** START OF EXERCISE MATERIAL **
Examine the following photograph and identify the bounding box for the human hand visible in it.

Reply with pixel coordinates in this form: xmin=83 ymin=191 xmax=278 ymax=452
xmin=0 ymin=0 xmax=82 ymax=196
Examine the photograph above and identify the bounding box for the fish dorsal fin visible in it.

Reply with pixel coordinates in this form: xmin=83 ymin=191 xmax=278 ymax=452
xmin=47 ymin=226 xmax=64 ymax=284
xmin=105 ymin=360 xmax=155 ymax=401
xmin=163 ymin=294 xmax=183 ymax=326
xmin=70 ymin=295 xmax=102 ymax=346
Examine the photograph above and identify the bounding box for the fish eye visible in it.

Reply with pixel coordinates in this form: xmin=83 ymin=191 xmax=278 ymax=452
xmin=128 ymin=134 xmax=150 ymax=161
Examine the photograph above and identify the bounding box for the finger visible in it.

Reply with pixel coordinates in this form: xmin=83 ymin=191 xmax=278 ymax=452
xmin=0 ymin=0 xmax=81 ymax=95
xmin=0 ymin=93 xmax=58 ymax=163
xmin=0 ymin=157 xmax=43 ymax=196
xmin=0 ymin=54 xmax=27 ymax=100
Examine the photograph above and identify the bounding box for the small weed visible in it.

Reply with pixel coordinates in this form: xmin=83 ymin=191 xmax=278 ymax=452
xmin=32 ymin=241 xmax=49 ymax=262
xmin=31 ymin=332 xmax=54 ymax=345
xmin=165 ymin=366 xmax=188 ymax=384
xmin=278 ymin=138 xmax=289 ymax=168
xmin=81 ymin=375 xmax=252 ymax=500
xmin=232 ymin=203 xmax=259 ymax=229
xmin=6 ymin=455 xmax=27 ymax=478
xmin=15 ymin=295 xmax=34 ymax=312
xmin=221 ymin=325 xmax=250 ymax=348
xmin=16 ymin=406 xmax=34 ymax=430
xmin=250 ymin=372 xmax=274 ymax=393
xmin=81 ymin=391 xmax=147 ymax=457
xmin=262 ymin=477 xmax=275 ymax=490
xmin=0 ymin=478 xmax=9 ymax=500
** END OF EXERCISE MATERIAL **
Reproduce everything from the line containing "fin visible in it." down to the line containing "xmin=70 ymin=295 xmax=102 ymax=346", both ends included, offsetting every bounding-box coordinate by +30. Leave all other text as it is, including the sample values in the "Reply with pixel coordinates" line.

Examine the photograph above and identify the bounding box for the fish dorsal fin visible in it.

Reply with pixel coordinates in this form: xmin=83 ymin=191 xmax=278 ymax=452
xmin=77 ymin=256 xmax=94 ymax=314
xmin=135 ymin=390 xmax=185 ymax=431
xmin=193 ymin=324 xmax=213 ymax=356
xmin=100 ymin=325 xmax=132 ymax=376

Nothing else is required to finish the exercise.